TRECHO CITADO:
===

Eu nunca tive muita sorte com presentes. Uma das primeiras recordações que eu tenho foi de um amigo secreto na primeira série. Eu tirei o Vitinho, meu melhor amigo, e pedi pra minha mãe comprar o canivete da Super Massa, o que significava o melhor presente da face da terra. Afinal, quando você tem 7 anos de idade não tem nada mais incrível do que um canivete que vai te ajudar a construir o jato super sônico que você sempre sonhou.

Quando o tão esperado dia chegou, minha mãe abriu a porta do quarto pra me acordar e eu já estava de uniforme, dentes escovados e segurando o presente do Vitinho. Eu nunca quis tanto ir pra escola. Mas na volta, eu já não estava tão feliz assim. Minha mãe perguntou o que tinha acontecido e eu só mostrei meu presente de amigo secreto: um lápis, uma borracha, uma régua e uma caneta 4 cores.

Eu não sei se você lembra, mas eu te contei essa mesma história há muitos anos atrás, na época que a gente ainda era só amigos. Ela deve ter entrado e ficado na sua cabeça porque, depois disso, você nunca me deu um presente ruim. Na verdade, você sempre me deu os presentes mais incríveis que eu já ganhei. São tantos que eu nunca tive coragem de escolher um, mas hoje em dia eu tenho um favorito.

Você deve tá aí agora pensando: “Ah, esse é fácil! O melhor presente que eu te dei foi a palheta do John Frusciante.” Eu lembro bem desse dia, era meu aniversário e você era a única menina lá na grade comigo cercada de marmanjos, mas mesmo assim, você conseguiu esticar o braço, pegar uma palheta voando e fingir que nada tinha acontecido. Lembro da gente no carro, eu ainda todo acelerado comentando cada música do show e você levantando sua mão com a palheta. Na hora eu travei, perdi o ar e quase bati o carro. Esse foi com certeza um dos melhores presentes que você já me deu, mas não foi o melhor.

===

DADOS FORNECIDOS:
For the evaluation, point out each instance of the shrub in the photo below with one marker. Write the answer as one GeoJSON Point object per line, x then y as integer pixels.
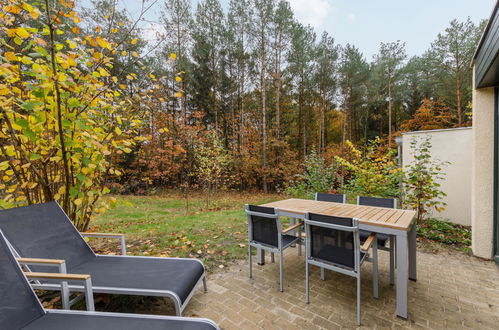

===

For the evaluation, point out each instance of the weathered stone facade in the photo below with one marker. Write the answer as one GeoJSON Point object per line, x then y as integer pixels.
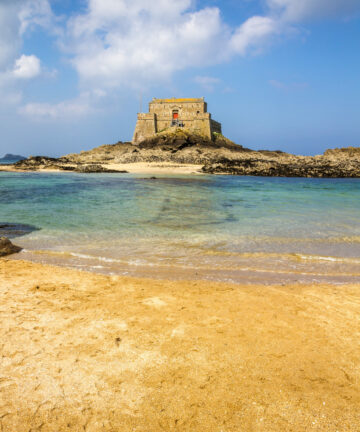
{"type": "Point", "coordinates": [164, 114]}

===

PROBLEMAS E TAREFAS:
1 - Reescreva a parte do trecho citado que começa em "Quando o tão" e termina depois de "caneta 4 cores.", substituindo "borracha" por "apontador".
2 - No trecho citado, o que veio no presente de amigo secreto recebido na primeira série?
A listagem não tem nenhuma relação com o trecho citado.

RESPOSTAS ÀS TAREFAS:
1 -
Quando o tão esperado dia chegou, minha mãe abriu a porta do quarto pra me acordar e eu já estava de uniforme, dentes escovados e segurando o presente do Vitinho. Eu nunca quis tanto ir pra escola. Mas na volta, eu já não estava tão feliz assim. Minha mãe perguntou o que tinha acontecido e eu só mostrei meu presente de amigo secreto: um lápis, uma apontador, uma régua e uma caneta 4 cores.

2 - Um lápis, uma borracha, uma régua e uma caneta 4 cores.